**WYBRANY FRAGMENT**
---
Dantejskie sceny pod schroniskiem górskim. Zimowy koszmar trwa od lat

Dantejskie sceny pod schroniskiem górskim. Zimowy koszmar trwa od lat

Dodano: 
Zniszczone drzwi schroniska
Zniszczone drzwi schroniska Źródło:Facebook / Bacówka nad Wierchomlą
Ferie zimowe od lat kojarzą się wielu turystom z wyjazdami w góry. Kierunek ten wybierają narciarze, ale również miłośnicy wędrówek, czy kuligów. To właśnie ci ostatni bywają niezwykle kłopotliwi i sprawiają, że życie innych zmienia się w koszmar.

Bacówka nad Wierchomlą to popularne schronisko górskie położone w Beskidzie Sądeckim. To malowniczo położony budynek mógłby być idealnym miejscem dla osób szukających odpoczynku od zgiełku miasta, a także spragnionych kontaktu z naturą. Niestety, z powodu położenia w pobliżu „imprezowego placu”, na którym każdego dnia odbywają się kuligi dla setek osób, o ciszę jest tu trudno. Dodatkowo turyści biorący w nich udział często nie potrafią się właściwie zachować.

Patologia pod drzwiami górskiego schroniska

Na profilu bacówki w mediach społecznościowych w niedzielę 12 lutego pojawił się dość obszerny wpis. Jej przedstawiciele opowiedzieli w nim, jak dużym utrudnieniem, a także zagrożeniem, są masowe kuligi, które w pobliże schroniska docierają z miejscowości Szczawnik.
---
**ZADANIE PISEMNE 1**
Wymień wszystkie grupy turystów, które według fragmentu o Bacówce nad Wierchomlą wybierają góry jako kierunek ferii zimowych.

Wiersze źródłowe
---
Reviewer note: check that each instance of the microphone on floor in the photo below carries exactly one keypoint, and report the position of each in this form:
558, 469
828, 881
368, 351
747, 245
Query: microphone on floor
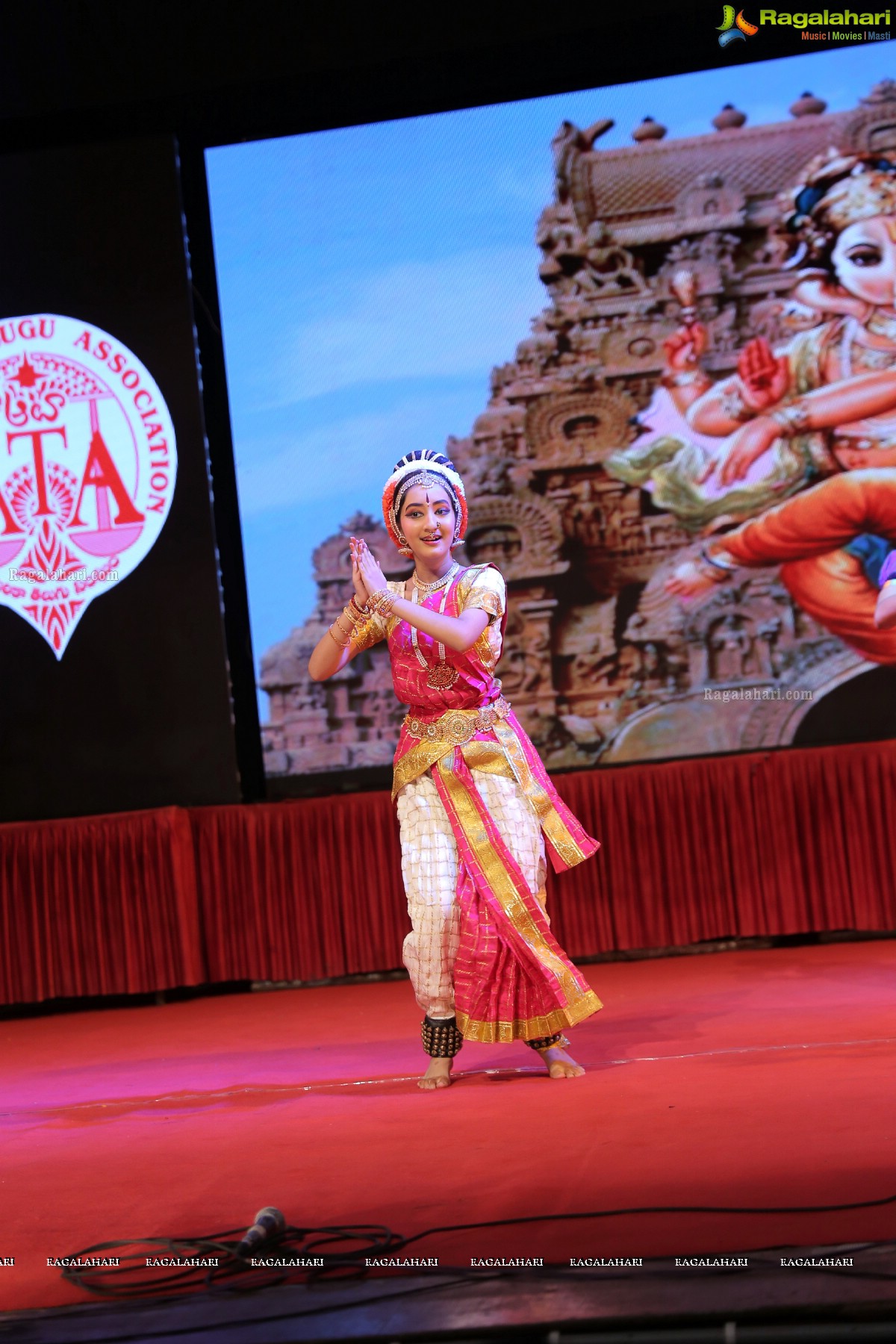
267, 1221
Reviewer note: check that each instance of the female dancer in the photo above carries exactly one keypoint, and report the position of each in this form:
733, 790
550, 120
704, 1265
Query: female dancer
473, 797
---
**ZADANIE PISEMNE 2**
Przedstaw wszystkie wiersze źródłowe jako tabelę Markdown z kolumnami „Nr” i „Treść”. Pomiń puste linie oraz obrazy.

**ODPOWIEDŹ PISEMNA 1**
- narciarze
- miłośnicy wędrówek
- miłośnicy kuligów

**ODPOWIEDŹ PISEMNA 2**
| Nr | Treść |
|---|---|
| 1 | Reviewer note: check that each instance of the microphone on floor in the photo below carries exactly one keypoint, and report the position of each in this form: |
| 2 | 558, 469 |
| 3 | 828, 881 |
| 4 | 368, 351 |
| 5 | 747, 245 |
| 6 | Query: microphone on floor |
| 7 | 267, 1221 |
| 8 | Reviewer note: check that each instance of the female dancer in the photo above carries exactly one keypoint, and report the position of each in this form: |
| 9 | 733, 790 |
| 10 | 550, 120 |
| 11 | 704, 1265 |
| 12 | Query: female dancer |
| 13 | 473, 797 |